:: ЗАДАНИЕ A ::
Каких двух людей, бесспорно принадлежащих к интеллигентным, называет фрагмент об интеллигентности?

### ИСХОДНЫЙ ФРАГМЕНТ ###

Боюсь, что читатель, прочитав это, еще более укрепится в мысли, что я ратую за то, чтобы каждый стал работником умственного труда. Ничего подобного. Нам надо различать интеллигенцию как социальную профессиональную общность и интеллигентность как качество личности человека. Стать интеллигентным человеком это не означает, предположим, поступить на сценарный факультет Института кинематографии. Увы, и окончив его, можно остаться человеком, этим качеством обделенным. Интеллигентность — показатель духовности человека. Ею может обладать рабочий, крестьянин, военнослужащий вне зависимости от его звания и должности, студент и старшеклассник. Ни аттестатом, ни дипломом, ни ученой степенью, ни принадлежностью к творческому союзу, ни высоким правительственным постом удостоверить наличие интеллигентности у человека не удастся. Мне знакомы профессора, которые только по недоразумению могут быть причислены к интеллигентным людям, и я знаю электросварщика и медсестру, которые бесспорно к ним принадлежат.
Стать интеллигентным человеком это, таким образом, не означает осуществить профессиональное самоопределение, это значит сформировать у себя совокупность важнейших качеств духовности, которыми обладали лучшие представители русской интеллигенции, давшие нашей стране и всему миру В. И. Ленина, Г. В. Плеханова, В. Г. Короленко, А. П. Чехова, Н. И. Вавилова, Л. Н. Толстого, В. Э. Мейерхольда, Б. Л. Пастернака, М. А. Булгакова, П. А. Флоренского и многих других замечательных людей.
О каких же чертах личности интеллигентного человека идет речь? О некоторых уже было сказано. Ну, например, принципиальность и личная порядочность, несомненно, должны войти в состав этих качеств личности. Но их значительно больше. Не берусь составлять какой-либо их реестр, но о важнейших упомяну.

###

:: ЗАДАНИЕ B ::
Выведите без изменений строки перечня от строки с «of the silver» до строки с «point(230, 56)» включительно.

### ВХОДНЫЕ ДАННЫЕ ###

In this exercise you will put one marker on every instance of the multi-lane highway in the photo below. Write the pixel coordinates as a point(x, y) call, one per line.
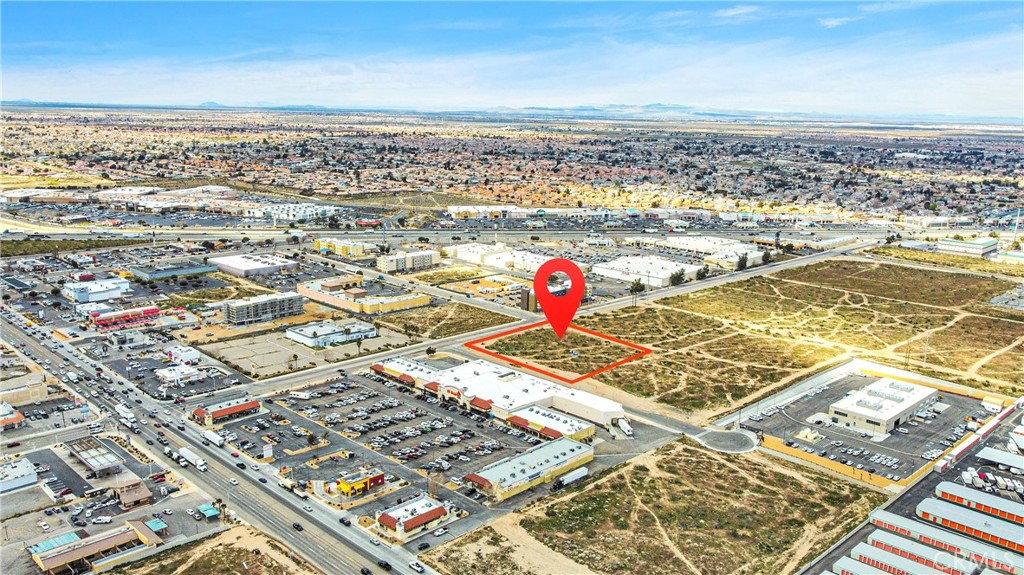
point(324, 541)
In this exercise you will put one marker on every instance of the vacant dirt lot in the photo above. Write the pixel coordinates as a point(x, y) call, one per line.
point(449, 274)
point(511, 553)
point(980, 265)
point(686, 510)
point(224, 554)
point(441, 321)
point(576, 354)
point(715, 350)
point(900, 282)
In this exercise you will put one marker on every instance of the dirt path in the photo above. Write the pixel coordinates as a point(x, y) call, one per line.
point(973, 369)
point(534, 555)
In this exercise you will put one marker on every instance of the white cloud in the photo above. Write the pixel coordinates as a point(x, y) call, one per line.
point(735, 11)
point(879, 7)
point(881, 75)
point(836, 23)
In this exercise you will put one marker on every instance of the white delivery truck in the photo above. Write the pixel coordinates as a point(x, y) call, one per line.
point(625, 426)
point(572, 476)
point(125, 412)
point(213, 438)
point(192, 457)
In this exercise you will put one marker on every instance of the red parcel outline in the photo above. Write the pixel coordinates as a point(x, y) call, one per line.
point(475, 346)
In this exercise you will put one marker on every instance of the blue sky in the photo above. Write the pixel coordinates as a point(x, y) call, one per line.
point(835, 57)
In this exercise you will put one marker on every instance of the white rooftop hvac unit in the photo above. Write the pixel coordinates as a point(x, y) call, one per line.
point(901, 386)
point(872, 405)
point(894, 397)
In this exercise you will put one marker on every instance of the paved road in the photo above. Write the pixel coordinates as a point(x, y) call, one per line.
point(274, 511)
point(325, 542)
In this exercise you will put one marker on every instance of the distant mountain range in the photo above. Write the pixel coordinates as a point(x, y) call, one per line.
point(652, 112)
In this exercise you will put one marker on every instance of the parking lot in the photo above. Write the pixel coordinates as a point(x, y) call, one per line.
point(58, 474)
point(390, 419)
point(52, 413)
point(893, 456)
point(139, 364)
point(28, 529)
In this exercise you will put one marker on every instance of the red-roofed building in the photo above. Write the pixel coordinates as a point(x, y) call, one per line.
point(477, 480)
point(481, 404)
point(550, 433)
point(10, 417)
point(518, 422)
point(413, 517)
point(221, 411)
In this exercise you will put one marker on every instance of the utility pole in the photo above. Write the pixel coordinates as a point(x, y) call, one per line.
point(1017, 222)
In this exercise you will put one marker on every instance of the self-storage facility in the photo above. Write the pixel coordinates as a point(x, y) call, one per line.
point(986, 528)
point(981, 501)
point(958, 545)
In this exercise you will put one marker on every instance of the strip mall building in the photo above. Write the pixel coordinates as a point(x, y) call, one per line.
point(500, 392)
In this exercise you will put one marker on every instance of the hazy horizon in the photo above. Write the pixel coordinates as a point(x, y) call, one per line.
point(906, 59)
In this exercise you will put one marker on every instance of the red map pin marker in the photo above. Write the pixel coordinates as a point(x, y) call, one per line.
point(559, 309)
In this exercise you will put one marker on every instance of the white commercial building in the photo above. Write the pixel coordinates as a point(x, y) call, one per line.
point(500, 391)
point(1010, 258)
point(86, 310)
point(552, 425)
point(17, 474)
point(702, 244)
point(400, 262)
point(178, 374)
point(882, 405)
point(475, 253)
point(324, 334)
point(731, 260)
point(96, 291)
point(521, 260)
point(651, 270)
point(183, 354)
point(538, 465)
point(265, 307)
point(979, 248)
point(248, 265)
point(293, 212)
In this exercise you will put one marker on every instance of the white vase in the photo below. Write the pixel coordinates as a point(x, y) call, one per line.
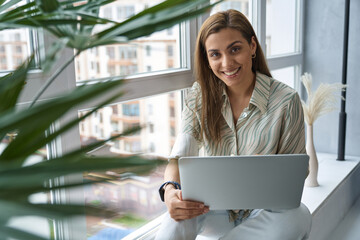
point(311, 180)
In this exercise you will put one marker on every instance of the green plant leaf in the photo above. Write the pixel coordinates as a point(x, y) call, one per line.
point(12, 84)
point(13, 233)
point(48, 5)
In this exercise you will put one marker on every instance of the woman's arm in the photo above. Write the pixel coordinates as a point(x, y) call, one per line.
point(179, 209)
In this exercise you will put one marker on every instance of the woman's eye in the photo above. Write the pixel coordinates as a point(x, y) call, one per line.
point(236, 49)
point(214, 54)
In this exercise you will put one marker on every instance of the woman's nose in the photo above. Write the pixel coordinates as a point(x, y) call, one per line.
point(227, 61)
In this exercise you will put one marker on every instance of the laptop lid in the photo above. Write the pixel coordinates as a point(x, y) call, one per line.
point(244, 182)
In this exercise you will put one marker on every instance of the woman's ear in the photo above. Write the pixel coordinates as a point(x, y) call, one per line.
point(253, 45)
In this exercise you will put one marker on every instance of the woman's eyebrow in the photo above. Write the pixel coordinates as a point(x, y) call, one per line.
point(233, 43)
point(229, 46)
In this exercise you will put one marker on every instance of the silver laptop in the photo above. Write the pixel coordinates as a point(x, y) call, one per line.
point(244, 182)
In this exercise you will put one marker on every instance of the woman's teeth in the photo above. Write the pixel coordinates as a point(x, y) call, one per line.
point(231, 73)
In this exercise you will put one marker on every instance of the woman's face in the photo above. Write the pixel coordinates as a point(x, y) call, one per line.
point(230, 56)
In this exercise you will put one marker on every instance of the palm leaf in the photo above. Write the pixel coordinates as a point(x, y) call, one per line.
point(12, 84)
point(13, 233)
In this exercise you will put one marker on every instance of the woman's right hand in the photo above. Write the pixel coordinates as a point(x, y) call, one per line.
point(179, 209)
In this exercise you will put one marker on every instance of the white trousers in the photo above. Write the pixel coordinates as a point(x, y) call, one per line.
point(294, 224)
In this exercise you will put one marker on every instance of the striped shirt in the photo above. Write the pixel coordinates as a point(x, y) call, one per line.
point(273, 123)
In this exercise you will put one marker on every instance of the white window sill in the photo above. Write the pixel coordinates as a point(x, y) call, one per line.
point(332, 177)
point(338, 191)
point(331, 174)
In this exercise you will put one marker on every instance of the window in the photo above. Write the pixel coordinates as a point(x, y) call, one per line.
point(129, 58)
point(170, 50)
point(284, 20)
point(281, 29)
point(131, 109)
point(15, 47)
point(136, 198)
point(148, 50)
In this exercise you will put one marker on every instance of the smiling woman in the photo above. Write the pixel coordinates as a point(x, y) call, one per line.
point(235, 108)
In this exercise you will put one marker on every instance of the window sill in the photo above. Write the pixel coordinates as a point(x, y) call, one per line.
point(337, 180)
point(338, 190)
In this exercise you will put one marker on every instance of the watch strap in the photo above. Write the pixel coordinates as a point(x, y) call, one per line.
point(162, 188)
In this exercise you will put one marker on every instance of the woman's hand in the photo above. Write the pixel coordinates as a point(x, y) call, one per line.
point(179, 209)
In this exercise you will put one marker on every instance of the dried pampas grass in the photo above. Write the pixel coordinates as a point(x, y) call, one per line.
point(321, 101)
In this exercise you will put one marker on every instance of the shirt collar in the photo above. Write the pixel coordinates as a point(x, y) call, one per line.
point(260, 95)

###
### ВХОДНЫЕ ДАННЫЕ ###

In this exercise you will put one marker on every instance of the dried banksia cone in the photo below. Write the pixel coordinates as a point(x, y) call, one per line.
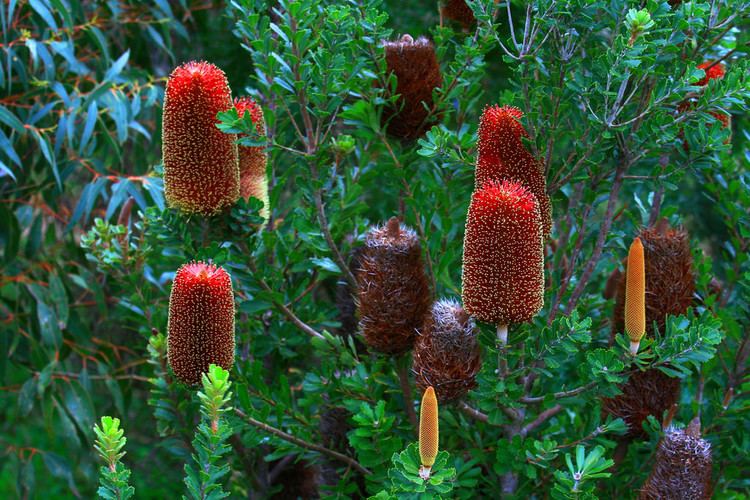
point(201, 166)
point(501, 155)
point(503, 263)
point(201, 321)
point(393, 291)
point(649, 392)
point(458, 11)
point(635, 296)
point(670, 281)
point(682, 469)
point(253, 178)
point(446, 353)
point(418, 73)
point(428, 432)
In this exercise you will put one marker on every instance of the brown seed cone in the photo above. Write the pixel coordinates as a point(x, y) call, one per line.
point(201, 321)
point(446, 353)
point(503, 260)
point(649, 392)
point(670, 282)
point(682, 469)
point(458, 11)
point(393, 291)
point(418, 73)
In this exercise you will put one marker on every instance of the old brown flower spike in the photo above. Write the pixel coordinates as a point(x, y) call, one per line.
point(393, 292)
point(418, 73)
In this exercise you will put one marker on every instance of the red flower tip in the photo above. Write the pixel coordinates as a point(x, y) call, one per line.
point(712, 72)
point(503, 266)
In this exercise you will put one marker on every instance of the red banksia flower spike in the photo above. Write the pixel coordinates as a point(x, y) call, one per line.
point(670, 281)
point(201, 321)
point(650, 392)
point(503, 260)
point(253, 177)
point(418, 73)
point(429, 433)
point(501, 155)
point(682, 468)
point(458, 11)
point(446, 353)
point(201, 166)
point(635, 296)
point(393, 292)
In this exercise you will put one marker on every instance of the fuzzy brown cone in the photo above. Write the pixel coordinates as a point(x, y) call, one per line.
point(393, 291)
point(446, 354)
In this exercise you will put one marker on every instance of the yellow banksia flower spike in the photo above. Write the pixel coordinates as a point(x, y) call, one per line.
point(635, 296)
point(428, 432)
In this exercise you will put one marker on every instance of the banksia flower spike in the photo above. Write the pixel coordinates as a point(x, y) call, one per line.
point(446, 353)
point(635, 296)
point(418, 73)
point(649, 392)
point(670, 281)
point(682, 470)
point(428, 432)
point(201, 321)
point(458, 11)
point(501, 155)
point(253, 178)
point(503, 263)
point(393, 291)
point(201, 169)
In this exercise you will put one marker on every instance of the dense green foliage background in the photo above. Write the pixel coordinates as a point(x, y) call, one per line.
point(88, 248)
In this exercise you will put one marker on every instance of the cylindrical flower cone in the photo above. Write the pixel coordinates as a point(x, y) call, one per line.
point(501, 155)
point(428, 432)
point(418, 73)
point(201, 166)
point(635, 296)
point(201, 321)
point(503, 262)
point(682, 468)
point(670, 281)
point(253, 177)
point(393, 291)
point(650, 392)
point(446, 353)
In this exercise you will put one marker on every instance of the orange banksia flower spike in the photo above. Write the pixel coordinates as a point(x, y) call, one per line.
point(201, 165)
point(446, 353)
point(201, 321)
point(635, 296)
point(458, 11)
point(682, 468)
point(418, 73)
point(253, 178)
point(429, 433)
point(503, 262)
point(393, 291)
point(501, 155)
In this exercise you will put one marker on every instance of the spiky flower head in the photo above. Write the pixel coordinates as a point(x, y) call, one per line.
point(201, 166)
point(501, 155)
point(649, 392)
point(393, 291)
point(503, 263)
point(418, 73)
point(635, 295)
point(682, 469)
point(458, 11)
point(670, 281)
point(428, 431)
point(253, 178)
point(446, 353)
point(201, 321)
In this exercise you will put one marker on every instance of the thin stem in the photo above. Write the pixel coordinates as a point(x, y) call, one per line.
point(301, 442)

###
### ВХОДНЫЕ ДАННЫЕ ###

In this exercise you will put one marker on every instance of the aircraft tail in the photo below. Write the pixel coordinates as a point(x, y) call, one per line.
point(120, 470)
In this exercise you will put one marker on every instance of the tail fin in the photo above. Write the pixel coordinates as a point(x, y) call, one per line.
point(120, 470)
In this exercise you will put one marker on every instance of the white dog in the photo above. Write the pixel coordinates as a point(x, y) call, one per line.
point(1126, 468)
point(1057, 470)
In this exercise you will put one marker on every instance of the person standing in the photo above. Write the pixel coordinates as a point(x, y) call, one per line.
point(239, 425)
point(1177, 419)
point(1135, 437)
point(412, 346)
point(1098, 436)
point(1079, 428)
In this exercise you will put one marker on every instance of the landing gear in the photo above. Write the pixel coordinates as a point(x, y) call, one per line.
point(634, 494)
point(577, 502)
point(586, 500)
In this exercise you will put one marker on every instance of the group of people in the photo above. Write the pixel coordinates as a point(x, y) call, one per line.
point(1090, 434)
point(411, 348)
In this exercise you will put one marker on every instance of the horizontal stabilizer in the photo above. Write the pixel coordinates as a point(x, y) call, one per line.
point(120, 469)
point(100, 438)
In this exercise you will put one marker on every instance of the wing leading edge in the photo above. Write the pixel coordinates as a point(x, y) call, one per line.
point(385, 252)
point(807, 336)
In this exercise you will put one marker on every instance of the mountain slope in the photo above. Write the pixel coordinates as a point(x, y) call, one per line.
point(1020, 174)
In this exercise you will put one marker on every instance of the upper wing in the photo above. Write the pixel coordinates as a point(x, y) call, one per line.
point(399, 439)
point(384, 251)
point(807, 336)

###

:: ПОЛНЫЙ ОТВЕТ A ::
Электросварщика и медсестру.

:: ПОЛНЫЙ ОТВЕТ B ::
In this exercise you will put one marker on every instance of the silver laptop in the photo above. Write the pixel coordinates as a point(x, y) call, one per line.
point(244, 182)
In this exercise you will put one marker on every instance of the woman's teeth in the photo above. Write the pixel coordinates as a point(x, y) call, one per line.
point(231, 73)
In this exercise you will put one marker on every instance of the woman's face in the photo above. Write the pixel coordinates as a point(x, y) call, one per line.
point(230, 56)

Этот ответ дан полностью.